## Stated goal
Below are some entries. Output each one exactly as it appears.

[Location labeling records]
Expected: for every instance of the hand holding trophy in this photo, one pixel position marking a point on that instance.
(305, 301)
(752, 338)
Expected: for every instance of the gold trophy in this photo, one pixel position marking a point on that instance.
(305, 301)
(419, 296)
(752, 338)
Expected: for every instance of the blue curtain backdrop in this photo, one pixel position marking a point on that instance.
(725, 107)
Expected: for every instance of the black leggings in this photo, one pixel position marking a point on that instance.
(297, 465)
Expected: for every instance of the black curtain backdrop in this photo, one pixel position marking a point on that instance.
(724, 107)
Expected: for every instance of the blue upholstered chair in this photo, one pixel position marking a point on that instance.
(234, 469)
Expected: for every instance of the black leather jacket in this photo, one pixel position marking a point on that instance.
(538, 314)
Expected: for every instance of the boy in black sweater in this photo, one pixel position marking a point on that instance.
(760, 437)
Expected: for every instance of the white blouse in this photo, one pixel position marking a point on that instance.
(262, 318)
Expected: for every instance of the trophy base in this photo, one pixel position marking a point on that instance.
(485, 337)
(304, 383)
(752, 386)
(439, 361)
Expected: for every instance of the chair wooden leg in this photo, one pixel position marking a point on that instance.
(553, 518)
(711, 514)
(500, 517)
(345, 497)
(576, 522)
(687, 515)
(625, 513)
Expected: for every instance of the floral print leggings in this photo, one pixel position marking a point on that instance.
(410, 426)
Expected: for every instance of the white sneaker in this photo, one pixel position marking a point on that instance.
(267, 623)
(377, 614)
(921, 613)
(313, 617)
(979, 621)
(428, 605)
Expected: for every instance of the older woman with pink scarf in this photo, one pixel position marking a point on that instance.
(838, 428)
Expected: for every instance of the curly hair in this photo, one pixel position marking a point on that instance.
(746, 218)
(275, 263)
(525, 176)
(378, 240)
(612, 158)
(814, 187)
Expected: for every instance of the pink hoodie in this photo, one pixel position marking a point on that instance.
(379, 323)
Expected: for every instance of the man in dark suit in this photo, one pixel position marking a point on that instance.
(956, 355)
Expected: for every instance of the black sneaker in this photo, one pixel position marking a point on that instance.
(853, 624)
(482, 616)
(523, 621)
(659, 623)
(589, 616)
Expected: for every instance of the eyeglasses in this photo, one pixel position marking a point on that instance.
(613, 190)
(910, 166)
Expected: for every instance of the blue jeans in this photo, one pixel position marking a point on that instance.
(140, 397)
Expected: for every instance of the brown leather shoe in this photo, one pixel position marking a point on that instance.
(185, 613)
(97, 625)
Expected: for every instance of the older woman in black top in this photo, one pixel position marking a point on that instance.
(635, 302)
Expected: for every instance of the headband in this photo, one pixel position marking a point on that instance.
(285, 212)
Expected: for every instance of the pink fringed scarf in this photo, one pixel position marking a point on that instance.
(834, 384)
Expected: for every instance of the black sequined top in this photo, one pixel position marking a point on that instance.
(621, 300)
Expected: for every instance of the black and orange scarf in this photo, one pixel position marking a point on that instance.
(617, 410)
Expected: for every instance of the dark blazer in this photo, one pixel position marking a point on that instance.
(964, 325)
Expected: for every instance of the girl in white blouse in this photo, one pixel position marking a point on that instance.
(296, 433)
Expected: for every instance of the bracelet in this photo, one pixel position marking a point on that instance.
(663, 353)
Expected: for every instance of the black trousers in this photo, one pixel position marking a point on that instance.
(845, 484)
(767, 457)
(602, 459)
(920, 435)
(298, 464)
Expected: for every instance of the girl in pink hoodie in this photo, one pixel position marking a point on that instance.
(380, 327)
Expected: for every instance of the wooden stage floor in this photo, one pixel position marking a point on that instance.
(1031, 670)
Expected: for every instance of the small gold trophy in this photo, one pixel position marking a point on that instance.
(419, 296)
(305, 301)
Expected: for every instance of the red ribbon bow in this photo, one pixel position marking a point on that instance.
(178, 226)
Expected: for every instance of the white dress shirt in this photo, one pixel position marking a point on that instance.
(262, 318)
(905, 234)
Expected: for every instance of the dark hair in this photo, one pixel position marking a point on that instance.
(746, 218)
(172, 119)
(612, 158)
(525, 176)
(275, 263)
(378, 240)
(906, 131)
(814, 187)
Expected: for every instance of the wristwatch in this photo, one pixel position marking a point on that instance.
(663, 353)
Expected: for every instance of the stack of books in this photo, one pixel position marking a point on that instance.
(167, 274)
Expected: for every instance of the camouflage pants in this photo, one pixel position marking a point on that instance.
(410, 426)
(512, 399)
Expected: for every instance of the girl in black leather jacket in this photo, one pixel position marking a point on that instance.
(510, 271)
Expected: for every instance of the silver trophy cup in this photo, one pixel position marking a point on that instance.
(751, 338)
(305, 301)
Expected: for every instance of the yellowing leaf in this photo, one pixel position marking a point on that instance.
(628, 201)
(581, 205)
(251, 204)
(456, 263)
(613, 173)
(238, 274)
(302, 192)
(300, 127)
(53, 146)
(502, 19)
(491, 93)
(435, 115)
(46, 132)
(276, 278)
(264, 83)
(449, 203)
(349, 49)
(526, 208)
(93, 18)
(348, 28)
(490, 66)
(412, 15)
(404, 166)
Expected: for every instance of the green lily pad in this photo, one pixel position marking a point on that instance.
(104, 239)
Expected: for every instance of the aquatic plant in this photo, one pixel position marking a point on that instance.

## Answer for this exercise
Expected: for every instance of the hand holding trophy in this photo, one pixel position marking a point on that instance.
(305, 301)
(752, 338)
Expected: for every instance of the gold trophy in this photo, one pixel position marking a point on that instance.
(305, 301)
(419, 296)
(752, 338)
Expected: for every instance of the blue curtain backdrop in this photo, one pixel position marking a point on that instance.
(725, 107)
Expected: for every instance of the black leggings in this photo, one pixel position marking a point on that instance.
(297, 465)
Expected: for every instance of the black curtain backdrop in this photo, one pixel position marking a point on that instance.
(724, 107)
Expected: for every instance of the blue upholstered chair in this photo, one pixel position marking a point on that instance.
(234, 469)
Expected: for every instance of the black leather jacket in this photo, one pixel position marking a point on that instance.
(538, 314)
Expected: for every instance of the boy in black sweater in this photo, one pixel position marking a point on that instance.
(760, 437)
Expected: for every instance of the white blouse in this photo, one pixel position marking a point on that instance.
(262, 318)
Expected: for every instance of the trophy base in this photo, one pixel position marking a point on that instance.
(485, 337)
(304, 383)
(752, 386)
(439, 361)
Expected: for every instance of the chair wooden leg in this photo, one pixel position marking a point on that instance.
(553, 518)
(711, 514)
(500, 517)
(345, 497)
(576, 522)
(687, 515)
(625, 513)
Expected: for every instance of the floral print leggings in this photo, one pixel position marking a point on that instance.
(410, 426)
Expected: for every instance of the white sneaker in this photo, one pixel position marking a point on that instance.
(267, 623)
(377, 614)
(921, 613)
(313, 617)
(979, 621)
(428, 605)
Expected: for every instance of the older woman with pink scarf in this photo, one pixel position marking a point on that instance.
(838, 428)
Expected: for every instance of the curly hair in this photo, one pixel position marking a point on that instance.
(746, 218)
(275, 263)
(525, 176)
(378, 240)
(612, 158)
(814, 187)
Expected: for every instance of the pink hoodie in this photo, one pixel position marking a point on that instance.
(379, 323)
Expected: for every instance of the man in dark suit in this photo, one pixel position marking a point on that instance.
(956, 355)
Expected: for every instance of the black sneaker in this photo, one pixel position marking a point on that instance.
(853, 624)
(482, 616)
(523, 621)
(659, 623)
(589, 616)
Expected: for every instance of the eyeglasses in this photo, one pixel position marking a point on that instance.
(613, 190)
(910, 166)
Expected: for every instance of the blue jeans in this photo, one pixel position marking a point on that instance.
(140, 397)
Expected: for every instance of the brown leather shoe in this photo, one pixel position marking a point on that instance.
(185, 613)
(97, 625)
Expected: for every instance of the older woman in black top in this photo, one pixel position marking a point on that instance.
(635, 302)
Expected: for every instance of the headband in this photo, one pixel position marking a point on that instance.
(285, 212)
Expected: for every instance of the pink fringed scarf in this photo, one pixel position marking a point on that instance.
(834, 384)
Expected: for every instance of the black sequined top in this photo, one pixel position marking a point on that instance.
(621, 300)
Expected: for every instance of the black and orange scarf in this photo, one pixel position marking a point on that instance.
(617, 410)
Expected: for every instance of the dark blazer in this photo, one pixel position marking a point on that instance.
(964, 325)
Expected: for every instance of the girl in white blouse in this photo, one pixel position marking a point on that instance.
(296, 433)
Expected: for every instance of the bracelet in this photo, one pixel position marking a point on that instance.
(663, 353)
Expected: for every instance of the black trousers in this photo, one pixel position marking a point on that instance.
(845, 484)
(767, 457)
(602, 459)
(920, 435)
(298, 464)
Expected: for every instance of the girl in pink hoodie in this photo, one pixel position marking a point on that instance.
(380, 327)
Expected: for every instance of the wooden stage floor in this photo, one pixel position marking a point on that instance.
(1031, 670)
Expected: for every instance of the small gold trophy in this photo, one pixel position marking a point on that instance.
(419, 296)
(305, 301)
Expected: for every instance of the red ribbon bow in this photo, one pixel position marking a point on that instance.
(178, 226)
Expected: for every instance of the white dress shirt in this photo, one pixel position marking a point on that instance.
(262, 318)
(905, 234)
Expected: for every instance of the dark hair in this photo, one pixel position marking a point on that instance.
(746, 218)
(172, 119)
(612, 158)
(525, 176)
(275, 263)
(378, 240)
(906, 131)
(814, 187)
Expected: for every instance of the wristwatch in this photo, one pixel position marking a point on that instance.
(663, 353)
Expected: for every instance of the stack of books in this photo, one pixel position marking a point on that instance.
(167, 274)
Expected: for every instance of the camouflage pants in this photo, one pixel position marking a point on that instance.
(410, 426)
(512, 399)
Expected: for every instance of the girl in black leather jacket in this photo, one pixel position marking a point on that instance.
(510, 271)
Expected: for every instance of the silver trophy cup in this photo, one pixel position marking a point on that instance.
(751, 338)
(305, 301)
Expected: for every instance of the yellowing leaf in this photo, one pixel position marking a point on that instance.
(628, 201)
(581, 205)
(251, 204)
(456, 263)
(613, 173)
(238, 274)
(302, 192)
(300, 127)
(53, 146)
(502, 19)
(491, 93)
(435, 115)
(46, 132)
(276, 278)
(264, 83)
(449, 203)
(349, 49)
(526, 208)
(93, 18)
(348, 28)
(490, 66)
(412, 15)
(404, 166)
Expected: for every instance of the green lily pad in this photo, one pixel position marking a point on that instance.
(104, 239)
Expected: for every instance of the aquatic plant in this photo, one pixel position marking a point on that instance.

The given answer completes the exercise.